ABOUT THIS EXERCISE: Find the lines of the material below that include the string "player", then copy each one.

DATA SECTION:
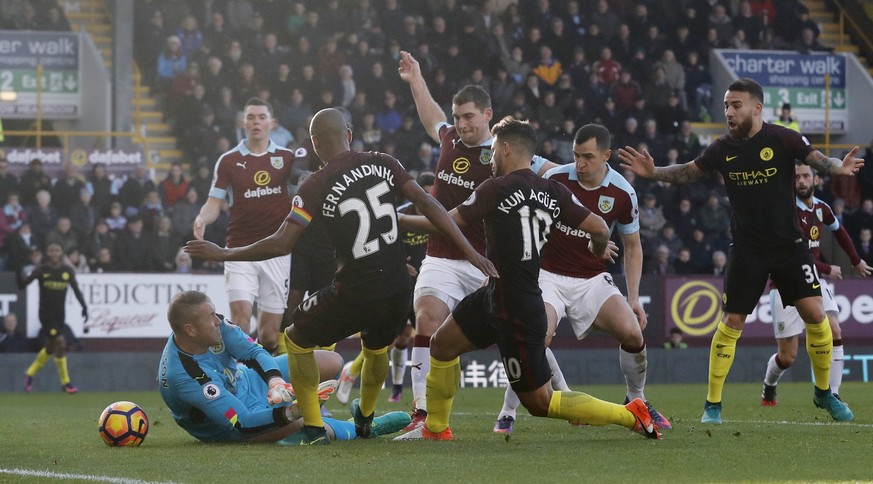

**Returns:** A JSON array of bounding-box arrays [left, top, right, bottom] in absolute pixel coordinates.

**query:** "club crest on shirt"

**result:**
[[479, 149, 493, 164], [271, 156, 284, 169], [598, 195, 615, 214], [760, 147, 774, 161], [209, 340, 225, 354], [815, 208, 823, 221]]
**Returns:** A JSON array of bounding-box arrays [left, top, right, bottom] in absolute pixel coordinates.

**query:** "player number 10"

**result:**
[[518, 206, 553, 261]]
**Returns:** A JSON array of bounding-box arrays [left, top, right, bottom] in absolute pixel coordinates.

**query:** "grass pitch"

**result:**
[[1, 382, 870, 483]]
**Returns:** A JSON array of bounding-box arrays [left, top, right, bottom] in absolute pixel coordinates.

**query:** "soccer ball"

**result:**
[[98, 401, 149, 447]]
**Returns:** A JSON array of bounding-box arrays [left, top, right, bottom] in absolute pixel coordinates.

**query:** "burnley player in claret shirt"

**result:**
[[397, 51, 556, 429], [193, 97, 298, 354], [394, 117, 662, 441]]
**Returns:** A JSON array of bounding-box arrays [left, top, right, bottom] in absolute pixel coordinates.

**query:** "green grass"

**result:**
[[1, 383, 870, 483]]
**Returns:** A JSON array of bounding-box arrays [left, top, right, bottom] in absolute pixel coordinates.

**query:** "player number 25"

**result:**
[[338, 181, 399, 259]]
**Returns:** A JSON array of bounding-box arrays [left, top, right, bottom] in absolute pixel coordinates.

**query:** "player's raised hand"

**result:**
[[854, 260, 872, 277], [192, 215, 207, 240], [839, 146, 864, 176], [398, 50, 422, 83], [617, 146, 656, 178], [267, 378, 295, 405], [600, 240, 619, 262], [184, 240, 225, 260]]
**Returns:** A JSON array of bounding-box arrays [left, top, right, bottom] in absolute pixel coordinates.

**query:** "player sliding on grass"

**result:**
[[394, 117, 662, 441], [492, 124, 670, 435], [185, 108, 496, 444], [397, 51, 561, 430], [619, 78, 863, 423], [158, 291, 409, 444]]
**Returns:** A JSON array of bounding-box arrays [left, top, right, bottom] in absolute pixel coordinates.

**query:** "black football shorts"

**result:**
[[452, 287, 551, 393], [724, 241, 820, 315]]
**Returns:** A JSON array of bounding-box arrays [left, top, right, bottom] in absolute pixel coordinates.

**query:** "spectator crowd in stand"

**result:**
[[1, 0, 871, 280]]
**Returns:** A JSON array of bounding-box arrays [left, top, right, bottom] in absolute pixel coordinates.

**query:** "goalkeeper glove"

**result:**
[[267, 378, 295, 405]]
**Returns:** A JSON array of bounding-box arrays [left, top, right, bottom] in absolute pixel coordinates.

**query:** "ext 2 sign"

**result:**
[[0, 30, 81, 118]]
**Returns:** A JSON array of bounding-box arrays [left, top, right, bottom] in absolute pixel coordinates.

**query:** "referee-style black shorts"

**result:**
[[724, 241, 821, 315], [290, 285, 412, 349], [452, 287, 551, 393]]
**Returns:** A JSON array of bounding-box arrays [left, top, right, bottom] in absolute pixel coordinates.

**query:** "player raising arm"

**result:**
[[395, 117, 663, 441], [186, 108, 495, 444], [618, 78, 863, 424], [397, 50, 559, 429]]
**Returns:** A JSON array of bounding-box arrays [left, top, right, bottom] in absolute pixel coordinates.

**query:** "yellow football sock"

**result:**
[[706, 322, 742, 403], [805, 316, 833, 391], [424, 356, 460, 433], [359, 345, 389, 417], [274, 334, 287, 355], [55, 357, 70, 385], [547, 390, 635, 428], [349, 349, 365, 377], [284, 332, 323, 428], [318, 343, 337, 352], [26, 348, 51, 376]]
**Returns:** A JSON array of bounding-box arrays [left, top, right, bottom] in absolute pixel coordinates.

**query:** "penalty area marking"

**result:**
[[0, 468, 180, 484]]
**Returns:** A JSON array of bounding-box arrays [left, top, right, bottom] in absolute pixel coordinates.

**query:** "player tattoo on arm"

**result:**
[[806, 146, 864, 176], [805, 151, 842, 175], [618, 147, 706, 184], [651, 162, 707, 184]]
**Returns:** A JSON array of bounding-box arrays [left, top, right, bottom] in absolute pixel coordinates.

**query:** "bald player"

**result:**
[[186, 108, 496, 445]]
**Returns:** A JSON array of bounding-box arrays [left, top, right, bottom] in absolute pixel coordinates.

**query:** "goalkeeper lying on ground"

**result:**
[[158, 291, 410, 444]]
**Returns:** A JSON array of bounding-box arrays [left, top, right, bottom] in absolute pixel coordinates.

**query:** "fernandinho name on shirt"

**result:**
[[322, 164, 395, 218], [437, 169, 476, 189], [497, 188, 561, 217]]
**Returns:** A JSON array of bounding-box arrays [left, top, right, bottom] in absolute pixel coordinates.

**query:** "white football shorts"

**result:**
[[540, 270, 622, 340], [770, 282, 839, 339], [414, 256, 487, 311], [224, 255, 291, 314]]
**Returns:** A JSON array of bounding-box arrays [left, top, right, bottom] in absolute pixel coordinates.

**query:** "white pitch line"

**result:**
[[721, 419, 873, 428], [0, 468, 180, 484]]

--

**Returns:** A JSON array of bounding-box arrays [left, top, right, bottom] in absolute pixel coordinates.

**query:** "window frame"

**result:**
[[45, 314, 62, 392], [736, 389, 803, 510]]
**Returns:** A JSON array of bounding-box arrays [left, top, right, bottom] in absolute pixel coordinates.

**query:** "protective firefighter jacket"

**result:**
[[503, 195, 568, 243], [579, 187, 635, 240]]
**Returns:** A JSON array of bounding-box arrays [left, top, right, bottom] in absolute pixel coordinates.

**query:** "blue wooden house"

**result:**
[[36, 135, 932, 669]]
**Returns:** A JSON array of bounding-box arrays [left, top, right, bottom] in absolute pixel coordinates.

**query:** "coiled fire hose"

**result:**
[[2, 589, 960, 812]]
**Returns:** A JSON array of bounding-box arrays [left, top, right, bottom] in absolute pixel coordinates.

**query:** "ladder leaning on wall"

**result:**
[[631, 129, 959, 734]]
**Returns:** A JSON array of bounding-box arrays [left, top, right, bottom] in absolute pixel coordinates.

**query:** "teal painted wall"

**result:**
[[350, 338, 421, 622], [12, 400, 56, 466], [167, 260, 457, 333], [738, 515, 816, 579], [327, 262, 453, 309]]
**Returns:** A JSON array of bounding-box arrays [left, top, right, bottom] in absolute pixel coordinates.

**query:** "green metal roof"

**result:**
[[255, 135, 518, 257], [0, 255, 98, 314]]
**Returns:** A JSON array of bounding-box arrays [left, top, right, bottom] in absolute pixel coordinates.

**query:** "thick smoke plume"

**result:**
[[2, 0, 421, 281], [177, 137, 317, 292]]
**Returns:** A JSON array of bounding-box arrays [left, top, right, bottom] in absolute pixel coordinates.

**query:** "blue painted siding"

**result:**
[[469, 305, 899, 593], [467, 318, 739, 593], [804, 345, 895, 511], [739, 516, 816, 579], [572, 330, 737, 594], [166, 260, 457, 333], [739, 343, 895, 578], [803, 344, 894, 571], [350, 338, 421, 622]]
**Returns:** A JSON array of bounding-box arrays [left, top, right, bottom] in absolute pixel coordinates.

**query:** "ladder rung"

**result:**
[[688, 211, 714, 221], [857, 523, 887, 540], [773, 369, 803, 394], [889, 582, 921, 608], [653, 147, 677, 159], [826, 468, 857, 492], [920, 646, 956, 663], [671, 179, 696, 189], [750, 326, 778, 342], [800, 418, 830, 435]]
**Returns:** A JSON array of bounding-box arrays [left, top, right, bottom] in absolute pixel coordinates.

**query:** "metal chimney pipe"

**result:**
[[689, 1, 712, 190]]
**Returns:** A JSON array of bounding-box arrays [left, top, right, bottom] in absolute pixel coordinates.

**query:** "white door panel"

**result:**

ANSWER SECTION:
**query:** "player number 10"
**query:** "burnley player in claret shirt"
**query:** "player number 25"
**query:** "player's raised hand"
**query:** "player sliding on grass"
**query:** "player raising arm"
**query:** "player tattoo on arm"
**query:** "bald player"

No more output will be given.